**About this exercise:**
All of the data below should be set down again verbatim, without any images.

**Stored data:**

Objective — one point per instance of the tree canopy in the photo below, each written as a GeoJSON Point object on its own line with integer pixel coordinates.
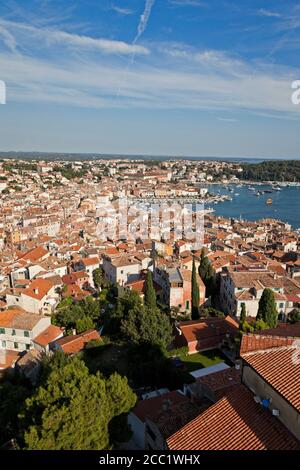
{"type": "Point", "coordinates": [267, 308]}
{"type": "Point", "coordinates": [207, 273]}
{"type": "Point", "coordinates": [72, 408]}
{"type": "Point", "coordinates": [147, 326]}
{"type": "Point", "coordinates": [195, 293]}
{"type": "Point", "coordinates": [150, 295]}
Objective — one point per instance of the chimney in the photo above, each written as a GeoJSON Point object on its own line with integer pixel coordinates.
{"type": "Point", "coordinates": [2, 356]}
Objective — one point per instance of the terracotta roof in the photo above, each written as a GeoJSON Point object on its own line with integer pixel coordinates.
{"type": "Point", "coordinates": [47, 336]}
{"type": "Point", "coordinates": [150, 407]}
{"type": "Point", "coordinates": [279, 367]}
{"type": "Point", "coordinates": [200, 329]}
{"type": "Point", "coordinates": [220, 382]}
{"type": "Point", "coordinates": [38, 288]}
{"type": "Point", "coordinates": [73, 277]}
{"type": "Point", "coordinates": [19, 319]}
{"type": "Point", "coordinates": [283, 329]}
{"type": "Point", "coordinates": [35, 254]}
{"type": "Point", "coordinates": [8, 358]}
{"type": "Point", "coordinates": [235, 422]}
{"type": "Point", "coordinates": [75, 343]}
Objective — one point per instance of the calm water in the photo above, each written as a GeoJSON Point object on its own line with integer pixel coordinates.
{"type": "Point", "coordinates": [248, 206]}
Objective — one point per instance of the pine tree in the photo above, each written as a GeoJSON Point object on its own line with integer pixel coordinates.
{"type": "Point", "coordinates": [195, 293]}
{"type": "Point", "coordinates": [150, 296]}
{"type": "Point", "coordinates": [243, 313]}
{"type": "Point", "coordinates": [72, 409]}
{"type": "Point", "coordinates": [267, 309]}
{"type": "Point", "coordinates": [207, 274]}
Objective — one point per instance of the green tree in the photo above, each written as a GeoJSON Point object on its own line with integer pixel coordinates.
{"type": "Point", "coordinates": [259, 325]}
{"type": "Point", "coordinates": [84, 324]}
{"type": "Point", "coordinates": [195, 293]}
{"type": "Point", "coordinates": [147, 326]}
{"type": "Point", "coordinates": [72, 409]}
{"type": "Point", "coordinates": [243, 313]}
{"type": "Point", "coordinates": [98, 278]}
{"type": "Point", "coordinates": [267, 308]}
{"type": "Point", "coordinates": [12, 398]}
{"type": "Point", "coordinates": [150, 295]}
{"type": "Point", "coordinates": [207, 274]}
{"type": "Point", "coordinates": [294, 316]}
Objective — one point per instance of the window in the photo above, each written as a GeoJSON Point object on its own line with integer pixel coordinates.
{"type": "Point", "coordinates": [151, 433]}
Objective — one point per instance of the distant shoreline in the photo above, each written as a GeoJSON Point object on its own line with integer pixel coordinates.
{"type": "Point", "coordinates": [71, 156]}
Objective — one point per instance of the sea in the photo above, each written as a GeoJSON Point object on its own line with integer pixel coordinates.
{"type": "Point", "coordinates": [246, 205]}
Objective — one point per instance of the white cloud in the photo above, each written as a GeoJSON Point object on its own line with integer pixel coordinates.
{"type": "Point", "coordinates": [8, 39]}
{"type": "Point", "coordinates": [190, 3]}
{"type": "Point", "coordinates": [122, 10]}
{"type": "Point", "coordinates": [269, 13]}
{"type": "Point", "coordinates": [50, 36]}
{"type": "Point", "coordinates": [174, 76]}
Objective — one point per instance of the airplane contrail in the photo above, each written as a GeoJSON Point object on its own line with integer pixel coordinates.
{"type": "Point", "coordinates": [144, 19]}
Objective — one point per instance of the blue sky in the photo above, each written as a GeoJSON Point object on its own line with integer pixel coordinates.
{"type": "Point", "coordinates": [167, 77]}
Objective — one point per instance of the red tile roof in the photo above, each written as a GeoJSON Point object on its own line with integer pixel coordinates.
{"type": "Point", "coordinates": [35, 254]}
{"type": "Point", "coordinates": [222, 381]}
{"type": "Point", "coordinates": [280, 368]}
{"type": "Point", "coordinates": [47, 336]}
{"type": "Point", "coordinates": [201, 329]}
{"type": "Point", "coordinates": [150, 407]}
{"type": "Point", "coordinates": [235, 422]}
{"type": "Point", "coordinates": [255, 342]}
{"type": "Point", "coordinates": [38, 288]}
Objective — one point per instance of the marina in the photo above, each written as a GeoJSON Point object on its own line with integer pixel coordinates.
{"type": "Point", "coordinates": [250, 204]}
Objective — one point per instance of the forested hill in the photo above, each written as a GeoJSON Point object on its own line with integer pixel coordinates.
{"type": "Point", "coordinates": [281, 170]}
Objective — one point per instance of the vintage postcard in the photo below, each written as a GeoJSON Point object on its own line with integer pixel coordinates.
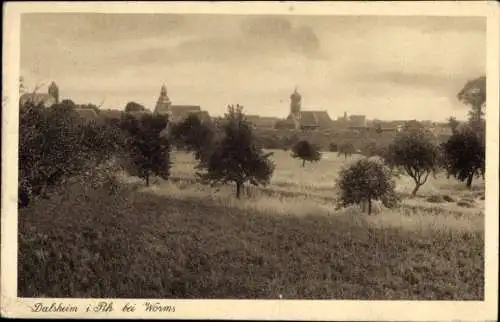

**Exercise output:**
Objective — one point per instance of the tree canopy in the photo below, each written as a GeoJSON Point object on its own line with integer pixel coordinates.
{"type": "Point", "coordinates": [267, 308]}
{"type": "Point", "coordinates": [207, 273]}
{"type": "Point", "coordinates": [72, 408]}
{"type": "Point", "coordinates": [147, 326]}
{"type": "Point", "coordinates": [195, 293]}
{"type": "Point", "coordinates": [150, 295]}
Objective — one point per instance of the chimney in the photo above, each written as a GeoJSON Point object on its own line with integer pixel coordinates.
{"type": "Point", "coordinates": [2, 356]}
Objective — one point per instance of the terracotta roof in the photo above, each written as a GeoJSON Point object on its own line with integer pixel coordinates.
{"type": "Point", "coordinates": [47, 336]}
{"type": "Point", "coordinates": [150, 407]}
{"type": "Point", "coordinates": [279, 367]}
{"type": "Point", "coordinates": [200, 329]}
{"type": "Point", "coordinates": [220, 382]}
{"type": "Point", "coordinates": [38, 288]}
{"type": "Point", "coordinates": [73, 277]}
{"type": "Point", "coordinates": [19, 319]}
{"type": "Point", "coordinates": [283, 329]}
{"type": "Point", "coordinates": [35, 254]}
{"type": "Point", "coordinates": [8, 358]}
{"type": "Point", "coordinates": [235, 422]}
{"type": "Point", "coordinates": [75, 343]}
Objective — one point per instance of the calm water in the photo above, each written as a GeoJSON Point object on its own line with integer pixel coordinates.
{"type": "Point", "coordinates": [248, 206]}
Objective — one point per instance of the pine tree in the photo above, each written as a GeoJSON Point object on its own line with integer pixel coordinates.
{"type": "Point", "coordinates": [195, 293]}
{"type": "Point", "coordinates": [150, 296]}
{"type": "Point", "coordinates": [243, 313]}
{"type": "Point", "coordinates": [72, 409]}
{"type": "Point", "coordinates": [267, 309]}
{"type": "Point", "coordinates": [207, 274]}
Objective — one point per instance of the green tree in the photo above, each written as a GeoJSON Point object on its own line with integer pixel coordinates.
{"type": "Point", "coordinates": [259, 325]}
{"type": "Point", "coordinates": [84, 324]}
{"type": "Point", "coordinates": [195, 293]}
{"type": "Point", "coordinates": [147, 326]}
{"type": "Point", "coordinates": [72, 409]}
{"type": "Point", "coordinates": [243, 313]}
{"type": "Point", "coordinates": [98, 278]}
{"type": "Point", "coordinates": [267, 308]}
{"type": "Point", "coordinates": [12, 398]}
{"type": "Point", "coordinates": [150, 295]}
{"type": "Point", "coordinates": [207, 274]}
{"type": "Point", "coordinates": [294, 316]}
Objective — one point per instance of the window in the photo above, each written as a GeoJSON Point object on its own line with integer pixel coordinates.
{"type": "Point", "coordinates": [151, 433]}
Objective — one point per instance of the distant shoreline in the photo above, each written as a GeoJSON Point object on its own line with integer pixel coordinates.
{"type": "Point", "coordinates": [71, 156]}
Objective — one point per instance of the sea in the photo above, each written as a GeoJSON Point object on its own line with integer pixel coordinates.
{"type": "Point", "coordinates": [246, 205]}
Objective — one point per instance of the white cloud in the photo above, each written as a GeoJSON Point object on its own line with integer pixel coordinates.
{"type": "Point", "coordinates": [8, 39]}
{"type": "Point", "coordinates": [190, 3]}
{"type": "Point", "coordinates": [122, 10]}
{"type": "Point", "coordinates": [269, 13]}
{"type": "Point", "coordinates": [50, 36]}
{"type": "Point", "coordinates": [174, 76]}
Objective — one point per instance of the airplane contrail in the photo above, each written as a GeoJSON Point object on its own line with integer pixel coordinates.
{"type": "Point", "coordinates": [144, 19]}
Objective — one point per instance of the blue sky in the photo above, each written as a GeoJSON Point object on its own line with integer pixel coordinates.
{"type": "Point", "coordinates": [167, 77]}
Objective — one point per instance of the red tile roof in the photo above, each written as a GeoJSON Point object on its own line with integer pixel coordinates.
{"type": "Point", "coordinates": [35, 254]}
{"type": "Point", "coordinates": [222, 381]}
{"type": "Point", "coordinates": [280, 368]}
{"type": "Point", "coordinates": [47, 336]}
{"type": "Point", "coordinates": [201, 329]}
{"type": "Point", "coordinates": [150, 407]}
{"type": "Point", "coordinates": [235, 422]}
{"type": "Point", "coordinates": [255, 342]}
{"type": "Point", "coordinates": [38, 288]}
Objective — one point per instance of the marina in the photo above, each written as a GeoJSON Point object on its own line with integer pixel coordinates.
{"type": "Point", "coordinates": [250, 204]}
Objective — one point per instance of the forested hill in the photo above, each written as a GeoJSON Point object on its own line with integer pixel coordinates.
{"type": "Point", "coordinates": [281, 170]}
Objective — one point per instance of the vintage postcard in the photo below, each written as a GeoJSON Point object on its own line with integer pixel coordinates.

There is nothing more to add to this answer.